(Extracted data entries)
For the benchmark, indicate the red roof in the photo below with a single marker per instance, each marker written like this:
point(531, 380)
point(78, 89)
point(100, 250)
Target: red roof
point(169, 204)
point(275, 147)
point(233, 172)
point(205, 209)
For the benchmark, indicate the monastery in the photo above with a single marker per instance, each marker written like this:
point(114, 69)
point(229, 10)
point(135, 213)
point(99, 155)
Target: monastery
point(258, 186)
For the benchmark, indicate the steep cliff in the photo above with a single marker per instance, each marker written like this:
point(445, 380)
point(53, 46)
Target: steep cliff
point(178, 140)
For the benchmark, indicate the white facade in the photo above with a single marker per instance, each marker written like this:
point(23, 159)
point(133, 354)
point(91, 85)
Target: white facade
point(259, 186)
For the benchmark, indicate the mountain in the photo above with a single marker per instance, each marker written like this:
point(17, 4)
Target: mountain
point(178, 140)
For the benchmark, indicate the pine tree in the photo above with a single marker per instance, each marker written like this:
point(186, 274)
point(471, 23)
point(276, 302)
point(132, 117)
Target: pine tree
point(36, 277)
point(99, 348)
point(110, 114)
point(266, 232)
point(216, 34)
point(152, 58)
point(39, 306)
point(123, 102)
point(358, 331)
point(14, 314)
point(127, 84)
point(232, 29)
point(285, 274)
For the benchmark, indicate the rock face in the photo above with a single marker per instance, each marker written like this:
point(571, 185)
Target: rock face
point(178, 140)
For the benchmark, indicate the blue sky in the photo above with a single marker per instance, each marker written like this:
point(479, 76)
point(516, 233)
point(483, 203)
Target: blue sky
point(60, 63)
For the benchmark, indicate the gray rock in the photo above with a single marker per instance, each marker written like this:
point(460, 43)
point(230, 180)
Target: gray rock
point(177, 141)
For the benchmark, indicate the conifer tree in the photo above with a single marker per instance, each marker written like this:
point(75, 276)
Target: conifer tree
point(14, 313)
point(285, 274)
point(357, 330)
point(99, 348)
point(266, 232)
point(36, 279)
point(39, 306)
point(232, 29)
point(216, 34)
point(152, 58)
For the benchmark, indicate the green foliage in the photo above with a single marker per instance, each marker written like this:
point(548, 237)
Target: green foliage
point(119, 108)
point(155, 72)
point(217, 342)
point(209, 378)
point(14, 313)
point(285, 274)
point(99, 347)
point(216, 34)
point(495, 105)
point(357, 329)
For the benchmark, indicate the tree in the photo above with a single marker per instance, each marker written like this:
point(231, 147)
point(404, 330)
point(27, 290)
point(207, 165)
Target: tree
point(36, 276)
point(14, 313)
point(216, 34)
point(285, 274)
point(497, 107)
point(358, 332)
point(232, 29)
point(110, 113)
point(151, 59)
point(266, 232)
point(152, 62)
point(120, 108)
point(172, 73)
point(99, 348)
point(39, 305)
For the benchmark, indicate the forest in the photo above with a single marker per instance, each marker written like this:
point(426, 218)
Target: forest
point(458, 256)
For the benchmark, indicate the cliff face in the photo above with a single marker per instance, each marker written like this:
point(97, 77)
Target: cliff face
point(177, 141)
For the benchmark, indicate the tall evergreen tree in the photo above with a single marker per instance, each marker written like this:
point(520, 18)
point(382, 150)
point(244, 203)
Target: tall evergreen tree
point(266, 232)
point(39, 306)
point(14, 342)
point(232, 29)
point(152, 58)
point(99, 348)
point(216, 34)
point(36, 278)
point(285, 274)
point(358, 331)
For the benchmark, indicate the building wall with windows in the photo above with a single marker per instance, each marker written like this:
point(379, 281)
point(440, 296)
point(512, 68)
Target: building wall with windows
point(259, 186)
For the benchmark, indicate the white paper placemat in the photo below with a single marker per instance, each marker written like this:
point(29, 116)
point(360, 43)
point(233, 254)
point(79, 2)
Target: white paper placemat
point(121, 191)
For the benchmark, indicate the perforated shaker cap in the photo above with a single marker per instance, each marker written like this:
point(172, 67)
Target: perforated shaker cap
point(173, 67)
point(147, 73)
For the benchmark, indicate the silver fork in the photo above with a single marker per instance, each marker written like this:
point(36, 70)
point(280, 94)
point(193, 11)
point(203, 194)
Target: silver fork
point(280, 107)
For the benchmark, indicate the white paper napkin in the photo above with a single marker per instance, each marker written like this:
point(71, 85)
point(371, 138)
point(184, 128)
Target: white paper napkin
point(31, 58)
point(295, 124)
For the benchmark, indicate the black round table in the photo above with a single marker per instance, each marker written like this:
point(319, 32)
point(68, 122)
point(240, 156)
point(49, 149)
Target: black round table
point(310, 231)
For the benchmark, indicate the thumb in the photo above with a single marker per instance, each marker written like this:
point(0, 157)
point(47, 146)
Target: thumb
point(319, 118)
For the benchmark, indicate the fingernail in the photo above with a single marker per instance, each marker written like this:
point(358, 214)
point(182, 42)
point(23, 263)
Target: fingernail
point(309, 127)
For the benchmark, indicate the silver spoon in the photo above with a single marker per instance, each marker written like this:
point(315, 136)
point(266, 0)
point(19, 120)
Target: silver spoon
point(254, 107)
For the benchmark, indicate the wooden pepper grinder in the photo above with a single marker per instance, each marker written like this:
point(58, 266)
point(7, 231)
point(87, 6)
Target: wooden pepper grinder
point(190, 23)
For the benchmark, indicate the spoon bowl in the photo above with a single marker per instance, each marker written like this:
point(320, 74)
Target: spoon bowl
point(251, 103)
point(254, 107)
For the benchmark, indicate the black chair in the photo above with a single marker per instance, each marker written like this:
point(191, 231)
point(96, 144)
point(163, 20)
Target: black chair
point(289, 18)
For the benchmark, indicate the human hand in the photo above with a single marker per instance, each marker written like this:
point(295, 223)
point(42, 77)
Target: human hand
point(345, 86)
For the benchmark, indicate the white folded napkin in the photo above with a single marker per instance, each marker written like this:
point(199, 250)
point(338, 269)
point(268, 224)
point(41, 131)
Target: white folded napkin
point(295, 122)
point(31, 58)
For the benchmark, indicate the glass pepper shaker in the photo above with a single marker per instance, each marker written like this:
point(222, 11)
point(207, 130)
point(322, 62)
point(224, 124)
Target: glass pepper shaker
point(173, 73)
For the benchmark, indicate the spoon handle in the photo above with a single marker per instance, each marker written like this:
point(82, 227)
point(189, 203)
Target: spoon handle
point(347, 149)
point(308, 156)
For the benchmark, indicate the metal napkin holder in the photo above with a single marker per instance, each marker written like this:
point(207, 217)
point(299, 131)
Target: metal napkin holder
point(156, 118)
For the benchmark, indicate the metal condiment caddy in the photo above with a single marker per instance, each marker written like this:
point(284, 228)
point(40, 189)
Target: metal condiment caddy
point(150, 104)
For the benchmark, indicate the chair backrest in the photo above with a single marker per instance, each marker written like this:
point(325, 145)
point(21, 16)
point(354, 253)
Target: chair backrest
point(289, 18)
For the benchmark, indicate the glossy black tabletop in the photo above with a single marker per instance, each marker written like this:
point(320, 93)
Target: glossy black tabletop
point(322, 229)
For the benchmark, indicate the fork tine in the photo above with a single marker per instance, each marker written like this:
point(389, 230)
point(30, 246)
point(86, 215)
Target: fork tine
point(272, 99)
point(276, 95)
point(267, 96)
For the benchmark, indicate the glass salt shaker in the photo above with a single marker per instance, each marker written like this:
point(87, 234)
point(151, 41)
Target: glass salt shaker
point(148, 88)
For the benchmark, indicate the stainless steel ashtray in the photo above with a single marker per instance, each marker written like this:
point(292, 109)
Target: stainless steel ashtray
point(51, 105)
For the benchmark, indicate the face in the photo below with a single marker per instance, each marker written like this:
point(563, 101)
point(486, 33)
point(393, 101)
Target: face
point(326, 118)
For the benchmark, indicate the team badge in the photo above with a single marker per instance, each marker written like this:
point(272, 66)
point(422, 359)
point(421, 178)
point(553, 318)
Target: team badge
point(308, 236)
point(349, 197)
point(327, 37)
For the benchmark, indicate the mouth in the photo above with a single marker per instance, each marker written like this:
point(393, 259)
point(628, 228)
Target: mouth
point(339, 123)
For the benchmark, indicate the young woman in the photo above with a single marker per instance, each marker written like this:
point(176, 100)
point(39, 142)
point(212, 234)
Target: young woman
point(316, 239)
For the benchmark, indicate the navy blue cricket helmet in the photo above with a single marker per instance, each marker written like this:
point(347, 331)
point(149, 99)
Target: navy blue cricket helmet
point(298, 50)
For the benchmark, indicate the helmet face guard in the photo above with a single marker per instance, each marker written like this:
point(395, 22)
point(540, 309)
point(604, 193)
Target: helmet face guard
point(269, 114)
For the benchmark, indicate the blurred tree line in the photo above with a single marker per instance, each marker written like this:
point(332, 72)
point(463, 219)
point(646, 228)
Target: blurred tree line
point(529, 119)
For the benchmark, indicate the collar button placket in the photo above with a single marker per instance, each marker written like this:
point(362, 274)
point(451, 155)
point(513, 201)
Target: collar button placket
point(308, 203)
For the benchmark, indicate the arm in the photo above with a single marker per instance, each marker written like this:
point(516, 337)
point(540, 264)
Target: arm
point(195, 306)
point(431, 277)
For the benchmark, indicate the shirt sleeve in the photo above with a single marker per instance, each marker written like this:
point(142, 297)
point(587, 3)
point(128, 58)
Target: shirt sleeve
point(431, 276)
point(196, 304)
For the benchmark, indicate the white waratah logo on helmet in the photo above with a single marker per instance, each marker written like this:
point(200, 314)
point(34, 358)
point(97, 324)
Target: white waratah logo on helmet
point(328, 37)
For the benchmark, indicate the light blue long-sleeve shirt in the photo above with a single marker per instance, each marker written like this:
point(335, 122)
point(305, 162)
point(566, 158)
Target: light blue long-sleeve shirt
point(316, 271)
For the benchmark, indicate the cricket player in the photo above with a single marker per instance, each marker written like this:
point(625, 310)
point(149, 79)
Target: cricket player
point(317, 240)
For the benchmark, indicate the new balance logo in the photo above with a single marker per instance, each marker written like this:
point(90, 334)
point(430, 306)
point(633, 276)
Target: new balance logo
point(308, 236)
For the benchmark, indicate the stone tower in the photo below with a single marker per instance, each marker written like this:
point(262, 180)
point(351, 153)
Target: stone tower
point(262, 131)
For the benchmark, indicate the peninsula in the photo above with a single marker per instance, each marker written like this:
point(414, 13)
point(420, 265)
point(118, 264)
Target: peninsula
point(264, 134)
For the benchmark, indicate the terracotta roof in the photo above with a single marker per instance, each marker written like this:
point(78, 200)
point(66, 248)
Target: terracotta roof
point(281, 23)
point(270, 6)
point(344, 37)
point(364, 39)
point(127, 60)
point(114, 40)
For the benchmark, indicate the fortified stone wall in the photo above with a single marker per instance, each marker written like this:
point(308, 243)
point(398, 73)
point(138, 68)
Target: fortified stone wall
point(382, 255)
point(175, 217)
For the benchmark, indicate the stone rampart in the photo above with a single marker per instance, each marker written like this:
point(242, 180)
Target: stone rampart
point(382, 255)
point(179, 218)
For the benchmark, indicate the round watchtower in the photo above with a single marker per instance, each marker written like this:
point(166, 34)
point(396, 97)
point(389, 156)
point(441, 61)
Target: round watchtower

(Written instruction) Copy out the rows from the line containing "For the benchmark, indicate the silver spoon" through the line containing "point(190, 23)", requests included. Multiply each answer coordinate by 2.2 and round to whole numbers with halves going up, leaving the requests and their sample points unchanged.

(Result of the task)
For the benchmark, indicate the silver spoon in the photo above with a single marker per instance, each marker written like this:
point(315, 136)
point(266, 0)
point(19, 120)
Target: silver spoon
point(559, 235)
For the benchmark, indicate the wooden pepper grinder in the photo above with a single marker per instance, each marker written like this:
point(58, 266)
point(7, 231)
point(87, 6)
Target: wooden pepper grinder
point(418, 51)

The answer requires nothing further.